# EXERCISE OBJECTIVE:
Your task is to copy each line of the material that includes "golden".

=== MATERIAL FOR THIS EXERCISE ===

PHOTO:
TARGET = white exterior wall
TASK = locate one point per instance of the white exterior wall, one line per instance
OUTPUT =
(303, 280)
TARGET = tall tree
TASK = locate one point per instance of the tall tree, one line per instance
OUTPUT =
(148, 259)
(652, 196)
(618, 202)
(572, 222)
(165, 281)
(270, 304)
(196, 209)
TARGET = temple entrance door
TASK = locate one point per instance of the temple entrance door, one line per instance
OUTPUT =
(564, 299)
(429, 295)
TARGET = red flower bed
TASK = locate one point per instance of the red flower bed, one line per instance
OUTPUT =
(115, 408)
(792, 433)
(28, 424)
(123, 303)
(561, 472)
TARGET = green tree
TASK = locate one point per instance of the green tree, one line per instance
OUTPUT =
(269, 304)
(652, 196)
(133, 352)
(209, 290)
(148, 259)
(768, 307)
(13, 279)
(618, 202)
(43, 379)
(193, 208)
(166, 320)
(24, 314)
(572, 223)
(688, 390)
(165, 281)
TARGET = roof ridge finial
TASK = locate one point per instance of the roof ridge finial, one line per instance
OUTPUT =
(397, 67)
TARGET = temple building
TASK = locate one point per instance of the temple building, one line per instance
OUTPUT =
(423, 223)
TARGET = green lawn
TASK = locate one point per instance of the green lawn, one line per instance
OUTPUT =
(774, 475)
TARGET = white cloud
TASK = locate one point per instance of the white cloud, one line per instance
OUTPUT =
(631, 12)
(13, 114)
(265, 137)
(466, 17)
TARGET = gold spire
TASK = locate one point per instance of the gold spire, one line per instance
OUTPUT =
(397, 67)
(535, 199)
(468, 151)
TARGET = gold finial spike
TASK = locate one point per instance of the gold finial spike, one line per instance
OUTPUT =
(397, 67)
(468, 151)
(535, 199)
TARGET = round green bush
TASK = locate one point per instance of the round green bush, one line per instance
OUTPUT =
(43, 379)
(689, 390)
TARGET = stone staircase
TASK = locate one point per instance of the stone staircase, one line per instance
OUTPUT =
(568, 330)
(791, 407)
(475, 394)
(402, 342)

===
=== MATERIAL FOR THIS EXERCISE ===

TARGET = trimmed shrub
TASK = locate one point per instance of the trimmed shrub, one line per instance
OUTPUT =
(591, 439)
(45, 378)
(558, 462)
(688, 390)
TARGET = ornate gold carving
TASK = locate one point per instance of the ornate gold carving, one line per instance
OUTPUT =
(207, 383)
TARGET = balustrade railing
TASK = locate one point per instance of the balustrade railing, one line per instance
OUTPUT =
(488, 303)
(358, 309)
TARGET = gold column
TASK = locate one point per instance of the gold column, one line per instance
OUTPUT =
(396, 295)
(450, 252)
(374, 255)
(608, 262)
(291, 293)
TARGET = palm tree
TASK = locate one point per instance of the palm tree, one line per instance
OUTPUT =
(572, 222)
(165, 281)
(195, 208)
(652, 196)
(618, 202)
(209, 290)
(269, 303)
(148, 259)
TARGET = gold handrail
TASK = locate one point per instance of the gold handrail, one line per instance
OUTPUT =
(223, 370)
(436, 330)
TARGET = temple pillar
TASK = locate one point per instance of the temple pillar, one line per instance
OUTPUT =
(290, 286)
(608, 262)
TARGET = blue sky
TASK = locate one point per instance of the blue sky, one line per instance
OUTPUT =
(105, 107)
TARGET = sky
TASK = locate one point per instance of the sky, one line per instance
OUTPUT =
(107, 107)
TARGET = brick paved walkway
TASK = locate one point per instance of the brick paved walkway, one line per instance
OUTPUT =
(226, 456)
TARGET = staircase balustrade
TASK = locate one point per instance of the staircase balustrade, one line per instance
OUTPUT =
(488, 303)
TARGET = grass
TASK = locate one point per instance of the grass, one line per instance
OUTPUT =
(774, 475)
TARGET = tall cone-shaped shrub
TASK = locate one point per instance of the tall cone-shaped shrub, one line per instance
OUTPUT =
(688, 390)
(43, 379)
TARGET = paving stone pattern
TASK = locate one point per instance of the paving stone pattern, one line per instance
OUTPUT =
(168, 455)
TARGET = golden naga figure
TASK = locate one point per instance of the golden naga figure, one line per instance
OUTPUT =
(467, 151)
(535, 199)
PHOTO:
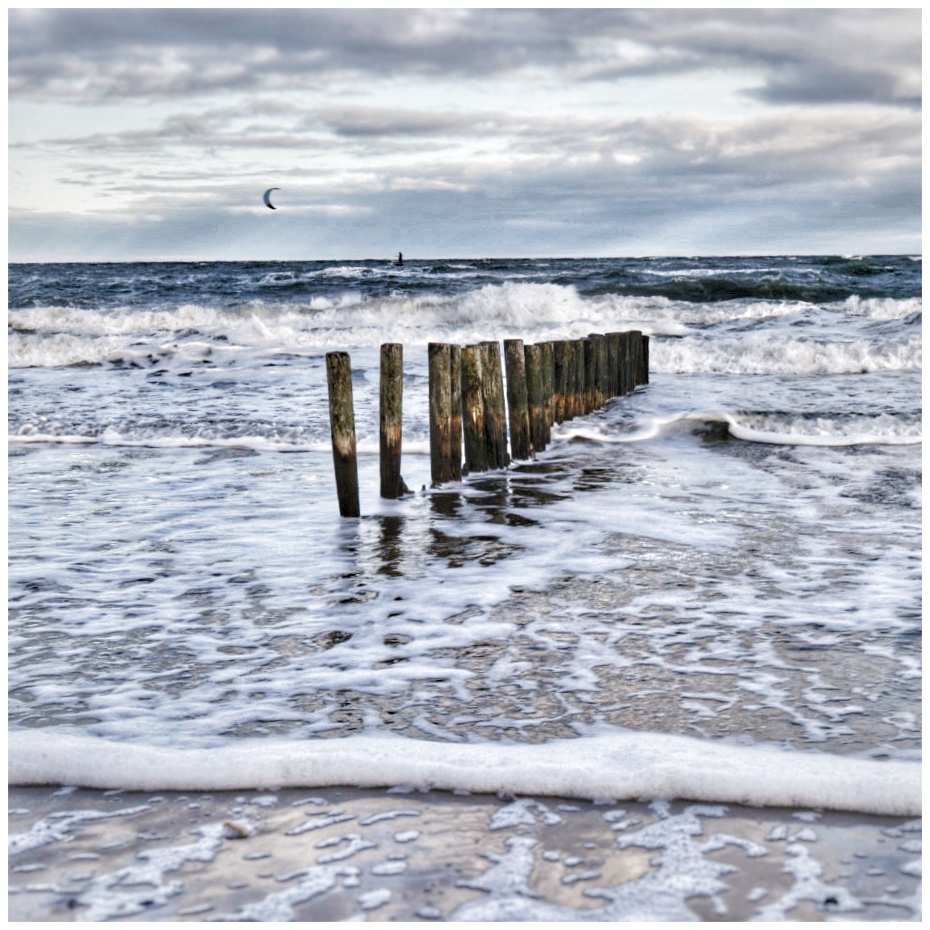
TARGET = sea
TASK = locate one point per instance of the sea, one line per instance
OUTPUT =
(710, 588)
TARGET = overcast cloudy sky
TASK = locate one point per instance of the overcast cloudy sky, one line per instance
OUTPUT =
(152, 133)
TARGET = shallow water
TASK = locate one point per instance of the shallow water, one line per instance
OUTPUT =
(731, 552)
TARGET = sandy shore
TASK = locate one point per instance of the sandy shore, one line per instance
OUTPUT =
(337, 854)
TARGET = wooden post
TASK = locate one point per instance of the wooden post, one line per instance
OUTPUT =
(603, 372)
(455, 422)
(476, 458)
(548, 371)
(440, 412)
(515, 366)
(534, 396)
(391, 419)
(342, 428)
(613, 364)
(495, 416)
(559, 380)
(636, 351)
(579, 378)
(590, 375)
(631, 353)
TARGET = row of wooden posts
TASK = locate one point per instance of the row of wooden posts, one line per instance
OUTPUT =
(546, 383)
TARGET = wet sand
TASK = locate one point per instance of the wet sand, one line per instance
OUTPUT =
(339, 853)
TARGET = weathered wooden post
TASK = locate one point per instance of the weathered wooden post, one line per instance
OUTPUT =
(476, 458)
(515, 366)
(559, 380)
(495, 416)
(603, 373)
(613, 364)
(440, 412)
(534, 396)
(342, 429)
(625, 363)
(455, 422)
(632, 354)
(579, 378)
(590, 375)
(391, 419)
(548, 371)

===
=== MATERIAL FOR THIS EXERCISE ===

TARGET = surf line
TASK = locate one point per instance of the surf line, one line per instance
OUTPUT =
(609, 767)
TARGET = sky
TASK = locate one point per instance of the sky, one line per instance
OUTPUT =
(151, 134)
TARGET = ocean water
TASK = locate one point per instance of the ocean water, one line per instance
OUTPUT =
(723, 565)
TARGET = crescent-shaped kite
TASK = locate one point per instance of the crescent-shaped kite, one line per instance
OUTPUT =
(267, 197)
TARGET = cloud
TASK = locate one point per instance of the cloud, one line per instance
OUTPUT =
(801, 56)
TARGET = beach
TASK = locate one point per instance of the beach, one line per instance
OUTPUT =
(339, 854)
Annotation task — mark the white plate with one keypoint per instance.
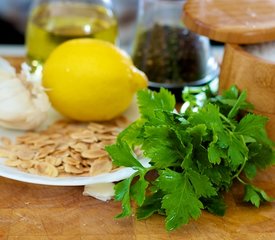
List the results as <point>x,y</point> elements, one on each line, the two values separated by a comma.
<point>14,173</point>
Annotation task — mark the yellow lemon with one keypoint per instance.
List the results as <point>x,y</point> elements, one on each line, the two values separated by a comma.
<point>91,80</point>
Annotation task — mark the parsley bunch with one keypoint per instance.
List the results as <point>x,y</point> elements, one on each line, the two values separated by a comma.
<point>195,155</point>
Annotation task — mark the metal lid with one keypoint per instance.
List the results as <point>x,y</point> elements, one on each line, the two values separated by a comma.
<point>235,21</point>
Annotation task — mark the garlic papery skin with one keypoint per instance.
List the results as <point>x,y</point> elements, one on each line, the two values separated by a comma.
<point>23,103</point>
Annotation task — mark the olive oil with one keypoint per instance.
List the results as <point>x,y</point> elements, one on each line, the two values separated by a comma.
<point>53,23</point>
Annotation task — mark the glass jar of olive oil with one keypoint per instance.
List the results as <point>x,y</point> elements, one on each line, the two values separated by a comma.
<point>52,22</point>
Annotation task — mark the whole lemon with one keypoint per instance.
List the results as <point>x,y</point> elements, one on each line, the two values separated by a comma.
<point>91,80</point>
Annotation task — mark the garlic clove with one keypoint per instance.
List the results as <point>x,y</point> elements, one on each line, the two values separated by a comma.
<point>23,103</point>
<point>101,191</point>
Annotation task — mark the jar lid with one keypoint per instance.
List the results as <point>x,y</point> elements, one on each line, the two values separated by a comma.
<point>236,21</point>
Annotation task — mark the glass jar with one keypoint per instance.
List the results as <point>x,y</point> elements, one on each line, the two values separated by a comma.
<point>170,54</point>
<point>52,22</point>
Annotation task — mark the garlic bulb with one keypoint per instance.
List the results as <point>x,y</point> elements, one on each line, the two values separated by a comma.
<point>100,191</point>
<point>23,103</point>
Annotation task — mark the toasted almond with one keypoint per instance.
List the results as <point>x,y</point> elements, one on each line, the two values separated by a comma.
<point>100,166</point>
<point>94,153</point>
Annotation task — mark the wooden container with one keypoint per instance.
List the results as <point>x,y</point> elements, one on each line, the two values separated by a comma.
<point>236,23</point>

===

# EXERCISE SOLUTION:
TARGET = golden naga figure
TASK = locate one point per instance of the golden naga figure, one line per instance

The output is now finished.